WHAT THE TASK REQUIRES -
Pull every "bird" line out of the data below.

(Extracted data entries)
++++++

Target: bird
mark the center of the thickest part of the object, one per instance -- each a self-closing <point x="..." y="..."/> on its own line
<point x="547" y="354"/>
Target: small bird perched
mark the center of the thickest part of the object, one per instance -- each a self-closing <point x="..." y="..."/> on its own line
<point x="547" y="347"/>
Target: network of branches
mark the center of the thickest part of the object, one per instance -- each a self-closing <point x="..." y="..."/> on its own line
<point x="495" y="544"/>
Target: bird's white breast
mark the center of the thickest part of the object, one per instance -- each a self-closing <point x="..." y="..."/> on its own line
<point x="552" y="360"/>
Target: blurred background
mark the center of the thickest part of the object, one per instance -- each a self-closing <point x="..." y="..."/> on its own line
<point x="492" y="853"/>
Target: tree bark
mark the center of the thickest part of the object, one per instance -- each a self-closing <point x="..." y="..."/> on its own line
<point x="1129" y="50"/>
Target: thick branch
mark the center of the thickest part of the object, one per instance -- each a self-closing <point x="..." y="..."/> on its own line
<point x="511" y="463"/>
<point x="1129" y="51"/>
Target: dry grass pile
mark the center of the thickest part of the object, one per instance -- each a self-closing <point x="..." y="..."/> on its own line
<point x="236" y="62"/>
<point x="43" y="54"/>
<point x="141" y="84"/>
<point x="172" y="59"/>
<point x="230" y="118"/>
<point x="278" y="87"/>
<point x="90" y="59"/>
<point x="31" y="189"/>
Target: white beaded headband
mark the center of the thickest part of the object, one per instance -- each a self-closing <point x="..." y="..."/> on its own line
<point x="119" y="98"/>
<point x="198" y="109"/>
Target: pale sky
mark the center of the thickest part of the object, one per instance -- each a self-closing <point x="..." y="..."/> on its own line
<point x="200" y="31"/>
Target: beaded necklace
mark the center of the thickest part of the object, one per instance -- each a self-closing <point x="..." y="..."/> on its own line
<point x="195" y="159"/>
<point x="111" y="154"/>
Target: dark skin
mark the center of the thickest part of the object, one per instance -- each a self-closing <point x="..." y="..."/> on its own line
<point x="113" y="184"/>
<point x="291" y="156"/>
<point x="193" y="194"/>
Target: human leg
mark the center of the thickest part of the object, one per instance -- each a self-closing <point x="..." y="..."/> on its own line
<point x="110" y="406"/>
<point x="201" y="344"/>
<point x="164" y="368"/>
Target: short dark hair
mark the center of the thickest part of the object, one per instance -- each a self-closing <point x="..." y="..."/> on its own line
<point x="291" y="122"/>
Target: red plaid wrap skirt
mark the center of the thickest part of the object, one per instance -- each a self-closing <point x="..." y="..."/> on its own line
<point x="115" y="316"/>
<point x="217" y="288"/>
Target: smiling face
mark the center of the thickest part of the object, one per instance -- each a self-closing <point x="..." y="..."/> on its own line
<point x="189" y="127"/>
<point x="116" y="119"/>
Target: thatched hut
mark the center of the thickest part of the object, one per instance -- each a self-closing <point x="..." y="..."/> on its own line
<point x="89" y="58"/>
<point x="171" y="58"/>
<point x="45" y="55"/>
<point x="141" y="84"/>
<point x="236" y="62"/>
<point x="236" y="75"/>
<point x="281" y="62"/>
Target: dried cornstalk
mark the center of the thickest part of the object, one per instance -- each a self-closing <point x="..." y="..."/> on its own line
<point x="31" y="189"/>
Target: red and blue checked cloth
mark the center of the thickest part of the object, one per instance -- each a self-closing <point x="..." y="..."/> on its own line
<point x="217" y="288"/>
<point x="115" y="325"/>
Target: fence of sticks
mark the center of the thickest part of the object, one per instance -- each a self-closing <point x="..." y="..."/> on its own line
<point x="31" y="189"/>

++++++

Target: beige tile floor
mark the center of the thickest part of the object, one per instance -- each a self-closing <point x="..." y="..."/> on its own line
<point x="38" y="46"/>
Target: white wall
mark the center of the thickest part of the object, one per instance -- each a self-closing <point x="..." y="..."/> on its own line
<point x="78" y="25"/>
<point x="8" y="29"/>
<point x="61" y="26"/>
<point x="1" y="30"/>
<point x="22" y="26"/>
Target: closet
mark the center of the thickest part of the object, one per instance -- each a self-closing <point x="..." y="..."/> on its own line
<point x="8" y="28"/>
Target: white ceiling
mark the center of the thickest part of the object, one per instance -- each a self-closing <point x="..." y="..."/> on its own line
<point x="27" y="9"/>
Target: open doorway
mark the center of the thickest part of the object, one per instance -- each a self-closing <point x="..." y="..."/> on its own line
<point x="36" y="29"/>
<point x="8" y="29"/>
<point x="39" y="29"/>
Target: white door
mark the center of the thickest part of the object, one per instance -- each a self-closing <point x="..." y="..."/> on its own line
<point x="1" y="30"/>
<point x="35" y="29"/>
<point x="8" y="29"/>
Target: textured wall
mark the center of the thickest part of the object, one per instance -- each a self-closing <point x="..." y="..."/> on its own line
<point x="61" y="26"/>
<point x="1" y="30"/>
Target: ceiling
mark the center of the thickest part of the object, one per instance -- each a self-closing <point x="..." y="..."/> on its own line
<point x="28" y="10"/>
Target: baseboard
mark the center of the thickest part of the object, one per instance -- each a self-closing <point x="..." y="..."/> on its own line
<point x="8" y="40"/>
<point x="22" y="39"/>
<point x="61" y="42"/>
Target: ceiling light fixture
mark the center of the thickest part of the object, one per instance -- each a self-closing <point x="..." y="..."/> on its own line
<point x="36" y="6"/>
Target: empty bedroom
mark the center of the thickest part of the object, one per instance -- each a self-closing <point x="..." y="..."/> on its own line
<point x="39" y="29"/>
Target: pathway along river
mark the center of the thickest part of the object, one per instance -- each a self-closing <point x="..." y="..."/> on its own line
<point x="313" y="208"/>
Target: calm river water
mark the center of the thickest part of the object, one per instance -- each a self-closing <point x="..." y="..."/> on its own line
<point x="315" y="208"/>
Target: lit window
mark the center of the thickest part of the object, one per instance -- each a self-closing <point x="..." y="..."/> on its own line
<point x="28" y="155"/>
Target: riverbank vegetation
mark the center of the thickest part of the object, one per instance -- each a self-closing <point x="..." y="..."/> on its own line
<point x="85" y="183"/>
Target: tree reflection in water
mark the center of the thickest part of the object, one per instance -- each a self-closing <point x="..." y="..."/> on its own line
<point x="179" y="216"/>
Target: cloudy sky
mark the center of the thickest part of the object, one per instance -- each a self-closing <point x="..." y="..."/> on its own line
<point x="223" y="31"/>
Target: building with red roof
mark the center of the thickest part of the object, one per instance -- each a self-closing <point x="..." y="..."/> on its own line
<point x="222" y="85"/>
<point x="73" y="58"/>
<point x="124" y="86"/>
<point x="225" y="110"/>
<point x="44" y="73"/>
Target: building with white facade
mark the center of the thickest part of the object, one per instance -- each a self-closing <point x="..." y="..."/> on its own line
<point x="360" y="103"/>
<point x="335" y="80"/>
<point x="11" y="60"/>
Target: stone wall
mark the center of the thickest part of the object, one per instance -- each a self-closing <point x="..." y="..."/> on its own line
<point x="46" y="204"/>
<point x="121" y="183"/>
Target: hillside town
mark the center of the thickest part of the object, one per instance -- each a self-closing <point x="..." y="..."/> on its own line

++++++

WRITTEN ANSWER -
Target: bird
Target: small bird perched
Target: bird's white breast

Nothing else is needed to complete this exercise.